▸ TEXT PASSAGE
↓
The us has a checkered past in the middle east going back to before WW1, Read up on it and I’m sure all you highly intelligent people can find some thing to knock the US for that is based in fact and not uninformed emotion.

By: wildbillnum1 Mon, 23 Aug 2010 01:11:26 +0000 My thanks to President Karzai for trying to rid Iraq of the lawless soldiers-of-fortune of the former Blackwater. I have long wanted them out of there and into prison for their murders (and I don’t use the term loosely like some) and for ripping off the treasury.
I hoped when the US and Iraq renegotiated their status-of-forces treaty, Iraq would push for putting the ‘contractors’ under SOME form of law, but as far as I heard, it wasn’t mentioned. This is SUPPOSED to be a “Gov’t. of LAWS, not men.”

By: gmroder Sun, 22 Aug 2010 19:33:26 +0000 After the US leaves Iraq it won’t matter who is carrying the the weapons or who is paying for it, within 24 months they will back to Islamic Law and the same mess they had before. International opinion seems to disparage the US for doing what is necessary to protect our country and the lives of our citizens, in the US as well as abroad. If terrorists bombed Parliament,Paris or anywhere else i’ll bet they wouldn’t be so critical. Oh wait, that did happen once before and most of the world seemed to appreciate the efforts of the US Military as well as the efforts of our civilian workforce.

By: kevin_000 Sun, 22 Aug 2010 14:42:17 +0000 Re The comments here on the UN and “The military is a broad sword. It is there to destroy targets, to take over and hold key terrain. It is a tool not initially meant to nation build.”

One of the issues faced by British and other NATO armies is that they are trained in Peace Keeping and the US forces are not. Friends of mine in the British forces hated taking over zones after the US forces had done a tour there. Invariably the local population were hostile from their perceived experiences brutality and unnecessary violence. British forces for example are trained in the local customs, they train in how to engage the local populace. how to work with them where they can. Hearts and minds anyone? This has also been cited as a problem for US troops on UN duties. I have read reports that they suffer much higher levels of stress because they are put into situations of peace keeping for which they are not trained.

Mercenaries are not the answer. As we have seen they can opperate well beyond the law and they are not as accountable as a professional force serving with checks and balances and answerable to the political representatives of that nation.
↑
▸ PROVIDED DATA
↓
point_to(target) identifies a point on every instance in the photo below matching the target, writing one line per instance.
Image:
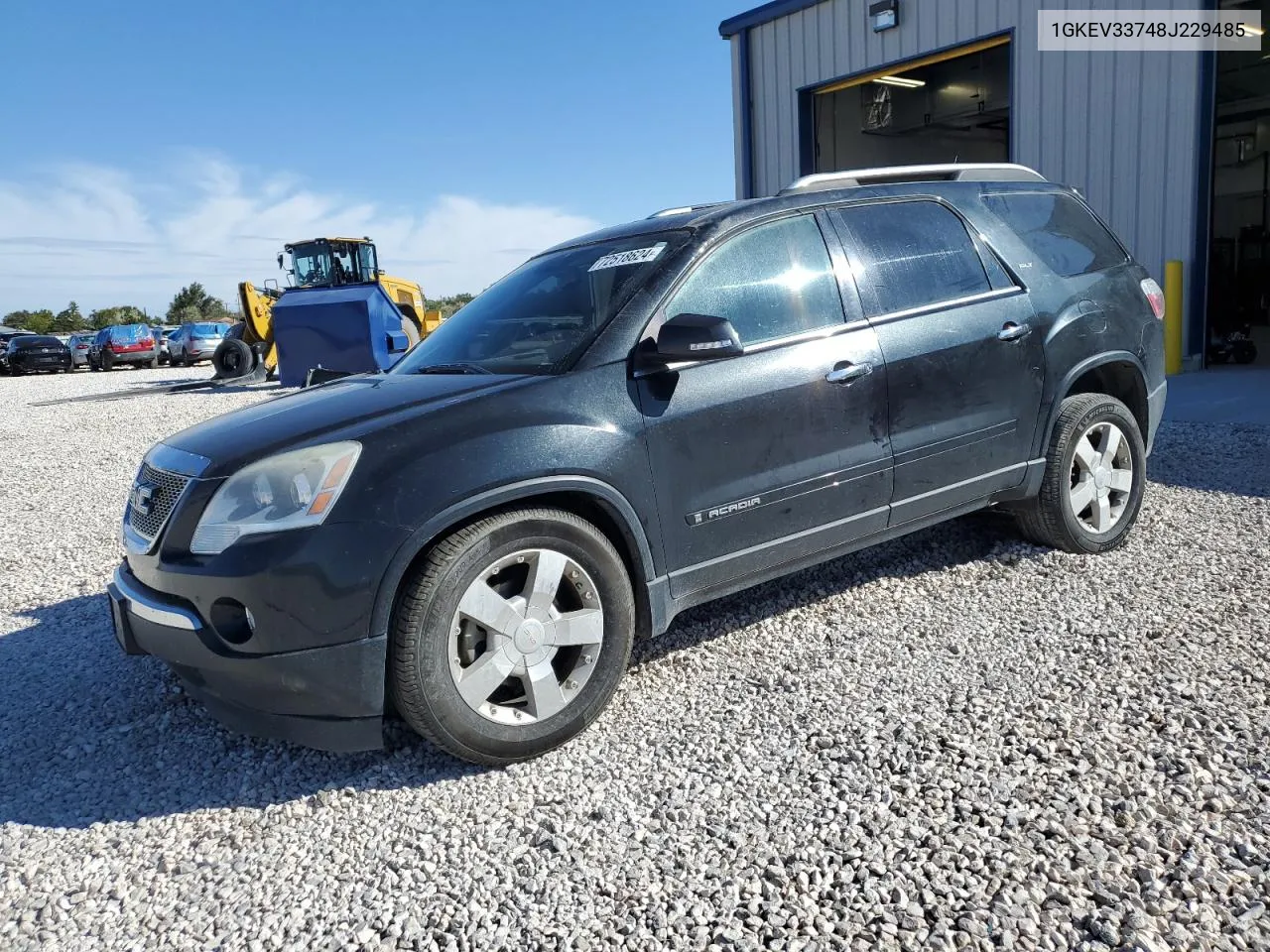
↑
▸ WHAT YOU WILL DO
1. Echo the comment thread word for word, starting at the words "By: gmroder Sun, 22" and stopping after "our civilian workforce.".
2. In the comment thread, what does gmroder predict will happen within 24 months after the US leaves Iraq?
3. Pick up the comment thread about private contractors in Iraq after its last sentence and keep writing it.

▸ OUTPUTS BY TASK
1.
By: gmroder Sun, 22 Aug 2010 19:33:26 +0000 After the US leaves Iraq it won’t matter who is carrying the the weapons or who is paying for it, within 24 months they will back to Islamic Law and the same mess they had before. International opinion seems to disparage the US for doing what is necessary to protect our country and the lives of our citizens, in the US as well as abroad. If terrorists bombed Parliament,Paris or anywhere else i’ll bet they wouldn’t be so critical. Oh wait, that did happen once before and most of the world seemed to appreciate the efforts of the US Military as well as the efforts of our civilian workforce.

2. They will be back to Islamic Law and the same mess they had before.

3.
As for the UN. Yes, very often they are not allowed to shoot because heir mandate might not permit it. They are operating legally under strict international laws and their particular mandate. It is my hope that one day it will become an effective internationally approved arm protecting vulnerable groups and countries effectively. To get there requires time and international support. Or are we always jut going to wade in illegally?

By: Tiu Sun, 22 Aug 2010 09:55:13 +0000 How come there’s no news on the mainstream media about the US backed nuclear power station being built in Vietnam with full uranium enrichment capabilities?
There’s not much about the UAE’s new nuclear power station either… is that going to enrich uranium too. All this power politics is going to go boom some time soon.
Maybe some of these contractors will come back glowing in the dark if we don’t get back to democratic sane policies for the benefit of the many and not just a few greedy megalomaniacs.

By: madamd Sun, 22 Aug 2010 06:54:11 +0000 America is now the leading imperialist and rules an empire by both legal and illegal means. The continuation of paid armies both regular and mercenary is normal for the system that the populations of the world, Capitalism. The British were extremely good at it, the union jack was rightly called the butchers apron, so this dubious honour has now been taken over by America. When the politicians in the UK are told to jump to the Americans tune, the question is how high?, how far? and how long?!

By: diddums Sat, 21 Aug 2010 20:30:20 +0000 The contractors are there, paid for by the tax payer, to protect all those oil contracts for Corps. Make the corps pay for their own protection.